» THE DATA:
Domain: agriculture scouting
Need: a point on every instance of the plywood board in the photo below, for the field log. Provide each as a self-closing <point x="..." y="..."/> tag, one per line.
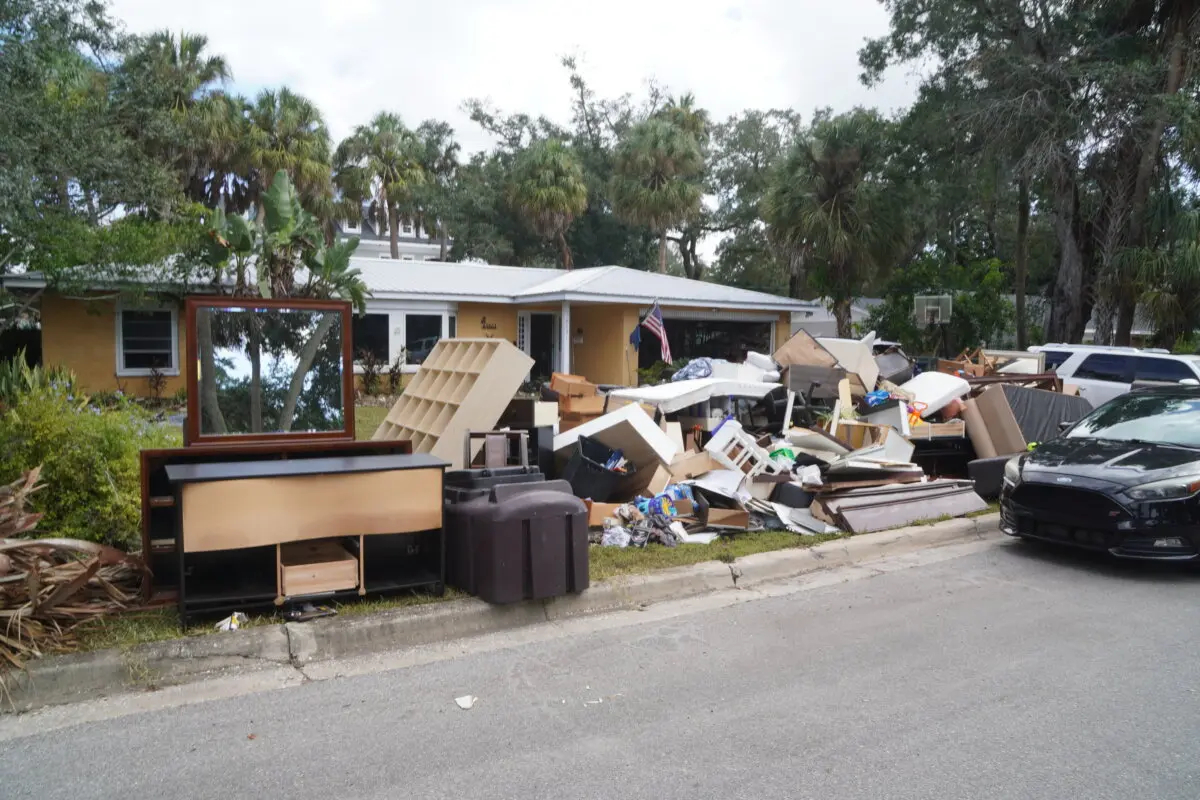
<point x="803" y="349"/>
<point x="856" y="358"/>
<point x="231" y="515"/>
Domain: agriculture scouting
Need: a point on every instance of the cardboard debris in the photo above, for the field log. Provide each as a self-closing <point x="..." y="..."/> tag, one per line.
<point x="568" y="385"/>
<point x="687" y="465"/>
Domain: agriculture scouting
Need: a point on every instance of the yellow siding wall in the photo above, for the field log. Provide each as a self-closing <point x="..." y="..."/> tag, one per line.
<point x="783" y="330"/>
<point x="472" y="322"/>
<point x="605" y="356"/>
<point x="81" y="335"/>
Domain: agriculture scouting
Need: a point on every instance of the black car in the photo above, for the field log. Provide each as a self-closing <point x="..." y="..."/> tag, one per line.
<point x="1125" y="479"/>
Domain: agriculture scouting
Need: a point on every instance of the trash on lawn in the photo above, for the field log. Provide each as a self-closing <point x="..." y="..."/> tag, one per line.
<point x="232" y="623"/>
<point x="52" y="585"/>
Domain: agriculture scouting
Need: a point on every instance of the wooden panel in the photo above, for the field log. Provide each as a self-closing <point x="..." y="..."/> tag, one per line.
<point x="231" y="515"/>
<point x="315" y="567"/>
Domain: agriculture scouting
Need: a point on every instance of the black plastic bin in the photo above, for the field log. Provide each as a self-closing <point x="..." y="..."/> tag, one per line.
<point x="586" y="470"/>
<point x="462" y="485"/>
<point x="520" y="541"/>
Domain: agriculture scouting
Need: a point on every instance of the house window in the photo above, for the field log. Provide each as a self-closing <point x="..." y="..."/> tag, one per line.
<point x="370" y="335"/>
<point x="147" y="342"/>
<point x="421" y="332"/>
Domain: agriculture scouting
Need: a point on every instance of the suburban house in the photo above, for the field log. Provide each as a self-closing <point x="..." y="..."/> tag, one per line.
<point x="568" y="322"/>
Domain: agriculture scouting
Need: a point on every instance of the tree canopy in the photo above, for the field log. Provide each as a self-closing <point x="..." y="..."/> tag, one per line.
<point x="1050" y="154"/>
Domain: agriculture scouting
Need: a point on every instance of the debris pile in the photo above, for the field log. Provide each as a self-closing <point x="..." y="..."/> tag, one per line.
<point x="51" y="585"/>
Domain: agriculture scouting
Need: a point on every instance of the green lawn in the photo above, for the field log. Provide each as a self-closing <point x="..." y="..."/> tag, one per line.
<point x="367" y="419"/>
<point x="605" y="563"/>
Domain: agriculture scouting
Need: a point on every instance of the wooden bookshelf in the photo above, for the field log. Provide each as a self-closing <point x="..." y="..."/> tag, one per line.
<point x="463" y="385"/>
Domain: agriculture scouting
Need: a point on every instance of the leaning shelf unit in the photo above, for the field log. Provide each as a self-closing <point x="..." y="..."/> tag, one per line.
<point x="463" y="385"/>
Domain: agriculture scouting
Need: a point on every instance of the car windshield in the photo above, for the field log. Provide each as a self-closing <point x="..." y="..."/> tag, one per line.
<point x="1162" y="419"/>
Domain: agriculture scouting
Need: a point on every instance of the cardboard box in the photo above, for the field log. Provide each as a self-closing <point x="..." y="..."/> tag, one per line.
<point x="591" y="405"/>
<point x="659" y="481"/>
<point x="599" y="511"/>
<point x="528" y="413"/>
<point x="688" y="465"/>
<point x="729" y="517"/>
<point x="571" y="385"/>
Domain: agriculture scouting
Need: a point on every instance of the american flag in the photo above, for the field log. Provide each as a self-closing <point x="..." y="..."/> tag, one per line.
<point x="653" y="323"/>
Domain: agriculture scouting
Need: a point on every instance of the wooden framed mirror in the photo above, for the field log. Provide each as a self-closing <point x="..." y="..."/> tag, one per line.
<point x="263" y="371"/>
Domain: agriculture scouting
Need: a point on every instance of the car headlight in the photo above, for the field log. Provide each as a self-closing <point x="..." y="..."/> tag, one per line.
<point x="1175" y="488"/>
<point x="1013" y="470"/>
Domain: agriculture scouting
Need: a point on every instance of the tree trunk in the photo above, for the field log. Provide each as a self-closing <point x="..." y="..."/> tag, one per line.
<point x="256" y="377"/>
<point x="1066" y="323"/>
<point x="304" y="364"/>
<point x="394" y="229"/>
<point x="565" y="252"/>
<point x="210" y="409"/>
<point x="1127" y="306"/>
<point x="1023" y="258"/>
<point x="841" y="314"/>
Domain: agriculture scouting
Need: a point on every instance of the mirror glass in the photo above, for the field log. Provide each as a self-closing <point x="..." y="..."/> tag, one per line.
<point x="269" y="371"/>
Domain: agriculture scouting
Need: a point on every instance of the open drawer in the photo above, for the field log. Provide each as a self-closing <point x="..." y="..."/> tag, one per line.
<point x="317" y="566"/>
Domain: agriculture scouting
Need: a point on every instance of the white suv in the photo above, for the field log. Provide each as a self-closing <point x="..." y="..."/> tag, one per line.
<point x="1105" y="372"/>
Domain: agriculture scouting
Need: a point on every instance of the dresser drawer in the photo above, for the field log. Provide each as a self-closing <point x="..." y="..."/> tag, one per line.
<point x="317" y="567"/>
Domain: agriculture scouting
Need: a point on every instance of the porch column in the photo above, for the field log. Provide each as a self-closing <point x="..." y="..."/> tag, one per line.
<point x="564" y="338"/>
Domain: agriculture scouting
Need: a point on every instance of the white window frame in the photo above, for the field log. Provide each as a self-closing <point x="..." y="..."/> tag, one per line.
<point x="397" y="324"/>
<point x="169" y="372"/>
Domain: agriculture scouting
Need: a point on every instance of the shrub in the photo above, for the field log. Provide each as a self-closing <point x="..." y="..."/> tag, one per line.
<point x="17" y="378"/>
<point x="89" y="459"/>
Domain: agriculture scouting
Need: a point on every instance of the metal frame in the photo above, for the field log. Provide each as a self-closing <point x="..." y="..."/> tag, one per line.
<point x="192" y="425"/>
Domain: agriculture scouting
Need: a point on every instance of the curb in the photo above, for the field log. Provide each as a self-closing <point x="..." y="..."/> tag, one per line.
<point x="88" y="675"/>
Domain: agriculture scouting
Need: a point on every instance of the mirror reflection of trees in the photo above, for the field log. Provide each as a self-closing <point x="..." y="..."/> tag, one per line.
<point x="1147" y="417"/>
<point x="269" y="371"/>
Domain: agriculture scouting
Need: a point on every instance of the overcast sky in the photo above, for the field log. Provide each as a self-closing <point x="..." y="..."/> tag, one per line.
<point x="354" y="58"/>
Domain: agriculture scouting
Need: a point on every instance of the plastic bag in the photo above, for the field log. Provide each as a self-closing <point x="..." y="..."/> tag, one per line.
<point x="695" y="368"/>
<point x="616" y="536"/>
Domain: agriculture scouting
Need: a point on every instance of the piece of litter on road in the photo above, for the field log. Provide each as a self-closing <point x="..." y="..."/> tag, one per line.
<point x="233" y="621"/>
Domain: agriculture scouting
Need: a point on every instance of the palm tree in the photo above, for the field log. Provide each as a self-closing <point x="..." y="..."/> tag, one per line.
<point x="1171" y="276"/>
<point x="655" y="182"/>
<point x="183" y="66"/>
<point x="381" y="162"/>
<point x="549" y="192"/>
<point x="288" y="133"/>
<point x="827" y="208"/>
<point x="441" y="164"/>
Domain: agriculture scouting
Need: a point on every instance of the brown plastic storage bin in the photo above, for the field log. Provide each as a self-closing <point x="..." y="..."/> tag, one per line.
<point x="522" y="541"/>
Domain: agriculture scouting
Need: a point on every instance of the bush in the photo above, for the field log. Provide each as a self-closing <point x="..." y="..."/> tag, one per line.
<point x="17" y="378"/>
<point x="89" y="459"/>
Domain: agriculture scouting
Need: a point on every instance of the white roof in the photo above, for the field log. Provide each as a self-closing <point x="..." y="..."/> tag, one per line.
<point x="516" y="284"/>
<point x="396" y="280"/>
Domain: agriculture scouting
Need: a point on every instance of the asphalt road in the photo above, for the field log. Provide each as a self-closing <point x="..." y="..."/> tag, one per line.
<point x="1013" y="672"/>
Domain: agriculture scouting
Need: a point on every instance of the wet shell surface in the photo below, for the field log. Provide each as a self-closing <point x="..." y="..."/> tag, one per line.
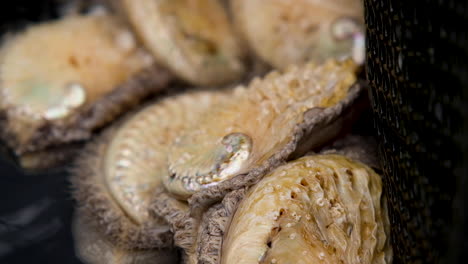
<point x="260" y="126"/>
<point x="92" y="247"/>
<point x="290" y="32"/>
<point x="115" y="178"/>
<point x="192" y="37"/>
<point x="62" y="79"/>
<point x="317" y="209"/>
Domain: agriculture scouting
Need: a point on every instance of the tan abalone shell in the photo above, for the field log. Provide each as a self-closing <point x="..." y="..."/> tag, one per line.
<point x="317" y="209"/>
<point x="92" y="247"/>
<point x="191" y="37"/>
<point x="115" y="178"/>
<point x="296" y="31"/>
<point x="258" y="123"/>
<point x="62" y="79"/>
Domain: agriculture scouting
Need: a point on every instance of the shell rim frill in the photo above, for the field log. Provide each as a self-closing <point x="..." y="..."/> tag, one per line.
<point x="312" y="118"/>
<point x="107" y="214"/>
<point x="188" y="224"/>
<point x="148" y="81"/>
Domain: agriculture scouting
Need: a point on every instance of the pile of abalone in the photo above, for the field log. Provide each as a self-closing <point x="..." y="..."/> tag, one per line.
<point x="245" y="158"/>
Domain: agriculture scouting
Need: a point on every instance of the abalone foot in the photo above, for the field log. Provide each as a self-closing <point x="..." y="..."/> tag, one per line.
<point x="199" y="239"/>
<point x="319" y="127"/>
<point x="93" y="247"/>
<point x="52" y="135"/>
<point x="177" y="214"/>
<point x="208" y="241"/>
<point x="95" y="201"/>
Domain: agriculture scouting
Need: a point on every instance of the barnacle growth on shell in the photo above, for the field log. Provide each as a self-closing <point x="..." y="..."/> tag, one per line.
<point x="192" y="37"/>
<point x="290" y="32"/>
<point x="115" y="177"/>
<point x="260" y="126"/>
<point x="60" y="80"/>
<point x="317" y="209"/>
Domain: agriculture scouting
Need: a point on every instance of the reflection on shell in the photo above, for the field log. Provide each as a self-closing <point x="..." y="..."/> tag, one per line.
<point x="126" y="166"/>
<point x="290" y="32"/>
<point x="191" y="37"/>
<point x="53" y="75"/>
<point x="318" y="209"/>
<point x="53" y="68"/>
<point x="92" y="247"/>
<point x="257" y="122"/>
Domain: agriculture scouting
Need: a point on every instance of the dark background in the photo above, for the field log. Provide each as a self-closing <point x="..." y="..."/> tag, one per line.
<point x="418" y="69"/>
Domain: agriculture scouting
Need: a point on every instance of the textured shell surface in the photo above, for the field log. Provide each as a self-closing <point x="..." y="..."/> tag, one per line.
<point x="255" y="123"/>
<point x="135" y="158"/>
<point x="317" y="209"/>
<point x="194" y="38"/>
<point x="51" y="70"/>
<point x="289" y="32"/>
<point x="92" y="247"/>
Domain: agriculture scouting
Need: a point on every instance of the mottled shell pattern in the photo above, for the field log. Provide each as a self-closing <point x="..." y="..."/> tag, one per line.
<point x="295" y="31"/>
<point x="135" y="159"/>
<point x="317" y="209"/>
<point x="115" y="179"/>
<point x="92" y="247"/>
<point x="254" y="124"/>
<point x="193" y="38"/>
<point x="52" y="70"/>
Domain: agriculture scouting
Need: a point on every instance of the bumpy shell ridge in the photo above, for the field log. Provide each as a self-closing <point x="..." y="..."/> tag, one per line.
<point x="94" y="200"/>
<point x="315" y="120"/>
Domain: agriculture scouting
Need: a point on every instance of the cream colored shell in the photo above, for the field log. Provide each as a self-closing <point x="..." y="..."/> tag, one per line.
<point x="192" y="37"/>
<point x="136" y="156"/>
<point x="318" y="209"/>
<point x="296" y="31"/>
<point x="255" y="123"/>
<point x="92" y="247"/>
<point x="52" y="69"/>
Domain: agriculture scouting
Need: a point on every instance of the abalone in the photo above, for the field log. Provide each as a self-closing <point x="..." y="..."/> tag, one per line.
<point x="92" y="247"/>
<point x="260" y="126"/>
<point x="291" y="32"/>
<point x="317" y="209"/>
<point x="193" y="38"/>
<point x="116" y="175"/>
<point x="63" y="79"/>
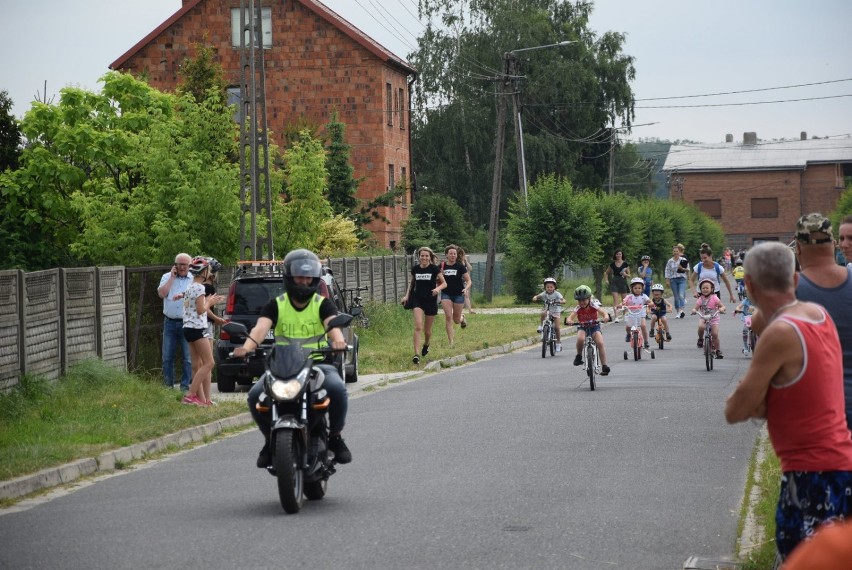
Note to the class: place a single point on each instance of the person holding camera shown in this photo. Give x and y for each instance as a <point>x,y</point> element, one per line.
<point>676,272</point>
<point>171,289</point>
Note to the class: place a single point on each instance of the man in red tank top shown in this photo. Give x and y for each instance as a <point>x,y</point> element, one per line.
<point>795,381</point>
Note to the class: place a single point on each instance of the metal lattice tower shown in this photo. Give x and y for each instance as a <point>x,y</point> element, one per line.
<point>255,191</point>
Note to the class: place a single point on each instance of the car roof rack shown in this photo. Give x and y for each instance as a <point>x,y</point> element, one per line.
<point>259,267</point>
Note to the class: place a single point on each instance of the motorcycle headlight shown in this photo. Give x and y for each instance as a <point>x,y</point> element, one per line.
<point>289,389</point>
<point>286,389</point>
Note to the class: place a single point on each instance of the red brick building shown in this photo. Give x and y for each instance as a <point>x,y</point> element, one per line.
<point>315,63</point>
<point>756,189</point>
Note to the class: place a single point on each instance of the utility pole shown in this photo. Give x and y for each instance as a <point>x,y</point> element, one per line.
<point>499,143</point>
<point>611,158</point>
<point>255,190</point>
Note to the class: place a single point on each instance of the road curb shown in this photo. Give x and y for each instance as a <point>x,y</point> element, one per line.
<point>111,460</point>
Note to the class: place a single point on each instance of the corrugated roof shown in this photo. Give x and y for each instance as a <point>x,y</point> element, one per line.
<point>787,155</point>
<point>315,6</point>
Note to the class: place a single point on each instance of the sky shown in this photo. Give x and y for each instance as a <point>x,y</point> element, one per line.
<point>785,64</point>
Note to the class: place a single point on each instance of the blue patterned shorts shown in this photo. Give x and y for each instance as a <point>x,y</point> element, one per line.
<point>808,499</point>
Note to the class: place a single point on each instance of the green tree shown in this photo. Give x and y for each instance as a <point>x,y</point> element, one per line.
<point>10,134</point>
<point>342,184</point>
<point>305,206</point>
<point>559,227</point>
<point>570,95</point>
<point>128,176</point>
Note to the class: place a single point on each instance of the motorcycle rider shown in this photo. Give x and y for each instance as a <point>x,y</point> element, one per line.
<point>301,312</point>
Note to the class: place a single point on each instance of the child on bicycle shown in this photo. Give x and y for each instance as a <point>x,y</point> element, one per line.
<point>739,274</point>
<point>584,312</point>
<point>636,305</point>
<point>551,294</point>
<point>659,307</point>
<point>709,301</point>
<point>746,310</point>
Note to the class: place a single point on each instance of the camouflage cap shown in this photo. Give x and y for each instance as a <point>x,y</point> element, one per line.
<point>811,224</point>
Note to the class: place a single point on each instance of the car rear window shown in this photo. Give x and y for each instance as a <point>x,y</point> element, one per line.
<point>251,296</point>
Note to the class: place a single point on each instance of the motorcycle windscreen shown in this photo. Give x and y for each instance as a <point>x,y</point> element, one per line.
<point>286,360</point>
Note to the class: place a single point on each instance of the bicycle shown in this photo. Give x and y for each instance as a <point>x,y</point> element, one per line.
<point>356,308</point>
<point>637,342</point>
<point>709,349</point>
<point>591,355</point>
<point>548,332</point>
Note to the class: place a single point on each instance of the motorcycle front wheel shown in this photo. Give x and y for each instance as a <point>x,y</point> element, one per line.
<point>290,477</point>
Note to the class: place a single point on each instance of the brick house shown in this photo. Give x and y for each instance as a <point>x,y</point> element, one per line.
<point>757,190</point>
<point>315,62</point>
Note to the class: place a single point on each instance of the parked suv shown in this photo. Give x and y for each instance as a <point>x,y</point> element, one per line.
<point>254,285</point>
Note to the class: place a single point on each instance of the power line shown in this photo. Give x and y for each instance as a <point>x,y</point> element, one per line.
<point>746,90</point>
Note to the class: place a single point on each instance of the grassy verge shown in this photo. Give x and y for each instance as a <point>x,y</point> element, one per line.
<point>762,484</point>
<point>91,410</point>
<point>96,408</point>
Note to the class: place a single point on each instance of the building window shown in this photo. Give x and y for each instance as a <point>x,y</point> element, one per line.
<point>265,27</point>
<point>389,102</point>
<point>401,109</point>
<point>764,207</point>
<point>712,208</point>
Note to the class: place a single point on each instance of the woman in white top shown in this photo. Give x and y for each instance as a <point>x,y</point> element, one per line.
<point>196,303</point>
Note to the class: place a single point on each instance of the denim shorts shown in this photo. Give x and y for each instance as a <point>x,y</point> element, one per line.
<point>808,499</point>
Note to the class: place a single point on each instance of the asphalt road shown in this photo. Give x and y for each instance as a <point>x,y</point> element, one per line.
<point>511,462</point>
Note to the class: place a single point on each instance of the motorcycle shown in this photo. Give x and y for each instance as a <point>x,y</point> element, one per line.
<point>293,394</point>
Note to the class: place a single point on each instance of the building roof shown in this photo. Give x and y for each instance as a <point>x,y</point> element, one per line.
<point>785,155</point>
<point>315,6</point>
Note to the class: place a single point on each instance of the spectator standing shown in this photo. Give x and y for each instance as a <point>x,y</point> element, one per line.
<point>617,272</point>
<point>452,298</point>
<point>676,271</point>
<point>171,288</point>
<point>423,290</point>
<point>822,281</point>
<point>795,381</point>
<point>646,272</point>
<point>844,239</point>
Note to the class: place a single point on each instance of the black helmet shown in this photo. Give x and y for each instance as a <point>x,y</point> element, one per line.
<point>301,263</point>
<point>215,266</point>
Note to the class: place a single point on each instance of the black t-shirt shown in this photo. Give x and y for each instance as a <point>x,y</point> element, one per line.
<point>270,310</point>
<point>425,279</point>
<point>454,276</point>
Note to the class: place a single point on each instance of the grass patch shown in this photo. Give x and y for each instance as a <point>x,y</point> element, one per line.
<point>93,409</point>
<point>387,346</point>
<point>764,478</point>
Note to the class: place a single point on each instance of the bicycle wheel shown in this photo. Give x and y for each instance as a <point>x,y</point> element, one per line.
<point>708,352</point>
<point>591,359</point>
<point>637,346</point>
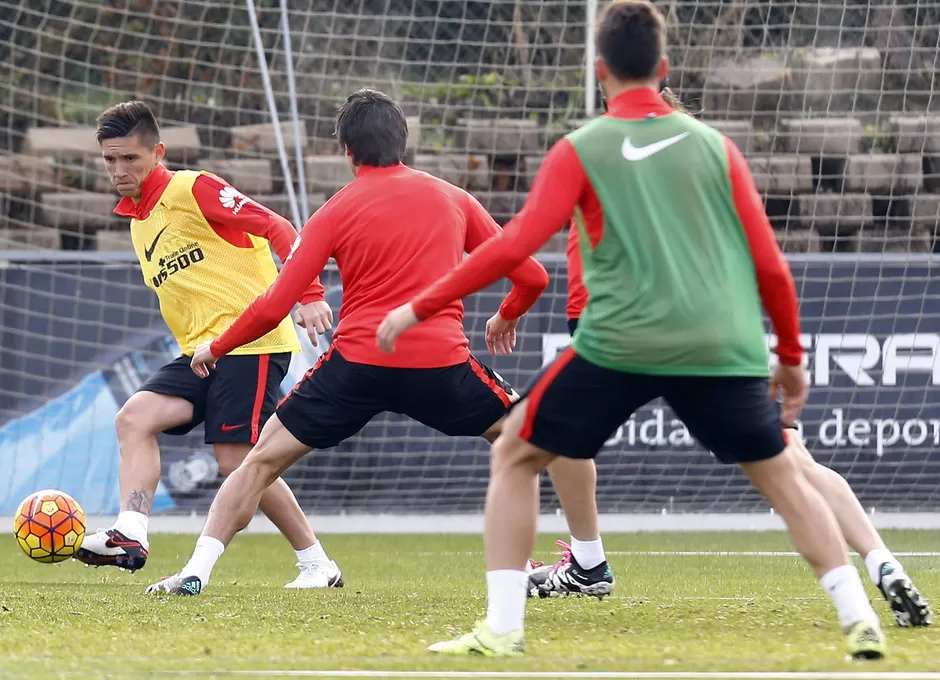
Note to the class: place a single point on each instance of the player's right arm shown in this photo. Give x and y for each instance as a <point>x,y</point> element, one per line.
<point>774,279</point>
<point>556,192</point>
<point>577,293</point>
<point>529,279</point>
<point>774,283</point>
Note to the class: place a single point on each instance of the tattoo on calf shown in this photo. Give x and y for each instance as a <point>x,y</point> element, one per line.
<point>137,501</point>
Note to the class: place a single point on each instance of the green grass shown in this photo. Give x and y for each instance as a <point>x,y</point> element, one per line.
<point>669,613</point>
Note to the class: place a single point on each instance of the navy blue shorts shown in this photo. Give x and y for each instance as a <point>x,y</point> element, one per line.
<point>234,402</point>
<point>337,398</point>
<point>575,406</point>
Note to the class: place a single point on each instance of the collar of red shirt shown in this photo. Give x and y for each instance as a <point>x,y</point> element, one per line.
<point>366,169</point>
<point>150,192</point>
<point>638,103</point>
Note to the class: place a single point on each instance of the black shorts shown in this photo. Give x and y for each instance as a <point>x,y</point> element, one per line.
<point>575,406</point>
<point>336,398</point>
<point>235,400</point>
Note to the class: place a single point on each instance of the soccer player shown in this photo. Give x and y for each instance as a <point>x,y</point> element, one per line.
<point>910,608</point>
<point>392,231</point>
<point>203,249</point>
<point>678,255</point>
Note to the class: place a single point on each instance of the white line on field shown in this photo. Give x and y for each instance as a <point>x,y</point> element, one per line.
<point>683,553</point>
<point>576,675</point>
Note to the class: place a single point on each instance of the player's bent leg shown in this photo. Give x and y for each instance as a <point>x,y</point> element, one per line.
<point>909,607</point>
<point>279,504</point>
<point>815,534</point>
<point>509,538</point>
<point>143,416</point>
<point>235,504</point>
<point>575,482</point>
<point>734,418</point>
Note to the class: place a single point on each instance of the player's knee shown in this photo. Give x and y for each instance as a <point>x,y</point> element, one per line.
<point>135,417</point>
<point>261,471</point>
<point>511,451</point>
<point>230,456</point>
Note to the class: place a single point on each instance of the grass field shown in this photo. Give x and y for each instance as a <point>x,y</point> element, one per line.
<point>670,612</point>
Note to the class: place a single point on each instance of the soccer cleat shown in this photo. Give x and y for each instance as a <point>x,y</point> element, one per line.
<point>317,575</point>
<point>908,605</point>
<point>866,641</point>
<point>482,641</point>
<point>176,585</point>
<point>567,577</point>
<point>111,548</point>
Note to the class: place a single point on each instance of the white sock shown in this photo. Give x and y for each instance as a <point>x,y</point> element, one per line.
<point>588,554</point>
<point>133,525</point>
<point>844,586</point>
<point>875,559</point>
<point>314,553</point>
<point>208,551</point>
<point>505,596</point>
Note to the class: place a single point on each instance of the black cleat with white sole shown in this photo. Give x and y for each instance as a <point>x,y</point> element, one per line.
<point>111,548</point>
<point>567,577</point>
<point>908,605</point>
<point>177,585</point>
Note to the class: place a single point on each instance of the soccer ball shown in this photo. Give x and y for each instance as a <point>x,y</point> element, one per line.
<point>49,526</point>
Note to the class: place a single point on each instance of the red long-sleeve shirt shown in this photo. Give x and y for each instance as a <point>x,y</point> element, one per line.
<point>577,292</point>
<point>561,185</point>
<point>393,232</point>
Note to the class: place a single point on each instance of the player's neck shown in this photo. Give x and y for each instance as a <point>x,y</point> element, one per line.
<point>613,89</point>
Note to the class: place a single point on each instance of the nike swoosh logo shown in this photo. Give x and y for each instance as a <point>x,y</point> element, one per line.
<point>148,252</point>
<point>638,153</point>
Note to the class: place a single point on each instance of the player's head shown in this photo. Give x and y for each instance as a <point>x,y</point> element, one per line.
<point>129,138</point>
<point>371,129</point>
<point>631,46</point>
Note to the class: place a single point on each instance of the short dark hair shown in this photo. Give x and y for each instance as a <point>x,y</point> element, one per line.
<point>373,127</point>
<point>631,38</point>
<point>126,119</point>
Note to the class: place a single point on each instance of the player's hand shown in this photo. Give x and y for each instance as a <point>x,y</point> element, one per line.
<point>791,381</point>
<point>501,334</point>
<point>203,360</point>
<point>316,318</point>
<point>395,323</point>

» TASK BRIEF: Copy, without any change, the lines from the one that contains "the player's head" to the final line of the entries above.

» SOLUTION TO THIS TASK:
Note to the class: place a single point on each instance of the player's head shown in this photo. Give x and y for each instance as a <point>x,y</point> element, one per line.
<point>129,138</point>
<point>371,129</point>
<point>631,46</point>
Note to the class: place a single point on each instance of the short dark hair shown in this photo. Give x and y for each instance as a <point>x,y</point> element, one per line.
<point>373,127</point>
<point>631,38</point>
<point>126,119</point>
Note to the class: place a single point on each instance of the player's hand shown in this photo. Give x and y for each instance as a <point>x,y</point> element, one per line.
<point>791,381</point>
<point>501,334</point>
<point>203,360</point>
<point>316,318</point>
<point>395,323</point>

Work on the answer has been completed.